• [Materials provided]
--------
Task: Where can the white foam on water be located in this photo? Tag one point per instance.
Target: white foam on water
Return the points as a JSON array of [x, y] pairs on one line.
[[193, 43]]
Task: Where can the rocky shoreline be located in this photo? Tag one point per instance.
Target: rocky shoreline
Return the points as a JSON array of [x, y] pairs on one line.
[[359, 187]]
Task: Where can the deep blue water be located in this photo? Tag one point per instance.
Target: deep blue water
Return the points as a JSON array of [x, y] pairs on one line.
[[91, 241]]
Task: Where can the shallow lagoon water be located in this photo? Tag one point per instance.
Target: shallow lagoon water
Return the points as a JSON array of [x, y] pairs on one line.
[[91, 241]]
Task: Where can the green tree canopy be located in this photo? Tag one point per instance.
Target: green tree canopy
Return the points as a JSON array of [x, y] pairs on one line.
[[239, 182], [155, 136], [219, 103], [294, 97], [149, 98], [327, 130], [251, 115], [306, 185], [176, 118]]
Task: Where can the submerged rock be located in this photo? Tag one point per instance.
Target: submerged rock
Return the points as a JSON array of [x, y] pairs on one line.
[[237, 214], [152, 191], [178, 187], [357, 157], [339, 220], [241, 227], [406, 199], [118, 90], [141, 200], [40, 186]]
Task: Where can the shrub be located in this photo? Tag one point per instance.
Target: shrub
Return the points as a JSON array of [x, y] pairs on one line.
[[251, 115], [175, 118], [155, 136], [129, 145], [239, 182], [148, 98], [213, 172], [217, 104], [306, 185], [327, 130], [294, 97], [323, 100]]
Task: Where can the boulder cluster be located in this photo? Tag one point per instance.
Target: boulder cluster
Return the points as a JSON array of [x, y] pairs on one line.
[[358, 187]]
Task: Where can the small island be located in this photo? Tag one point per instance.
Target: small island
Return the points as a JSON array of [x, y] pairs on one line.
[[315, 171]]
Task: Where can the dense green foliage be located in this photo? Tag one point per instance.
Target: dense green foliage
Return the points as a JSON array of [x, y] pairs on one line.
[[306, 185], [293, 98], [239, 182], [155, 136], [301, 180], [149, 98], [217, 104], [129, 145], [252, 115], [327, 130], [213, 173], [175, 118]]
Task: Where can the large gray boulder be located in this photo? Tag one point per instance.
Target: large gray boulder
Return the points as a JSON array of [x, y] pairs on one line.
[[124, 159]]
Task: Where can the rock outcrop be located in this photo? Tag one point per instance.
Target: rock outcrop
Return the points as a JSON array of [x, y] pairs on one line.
--------
• [Stated problem] Copy the records from their beginning through the line containing "[[359, 187]]", both ends included, with the requests and answers, and shift every coordinate in the answers by -41.

• [Response to the exercise]
Task: Where can the white foam on water be located in this photo? Tag one point per instance.
Target: white foam on water
Return the points as a JSON array of [x, y] pairs on one line.
[[152, 2]]
Task: Where can the rocky shoreline be located in this photo? Tag one point per instance.
Target: rocky shoreline
Return the points as a JSON array of [x, y] pairs on one line.
[[318, 146]]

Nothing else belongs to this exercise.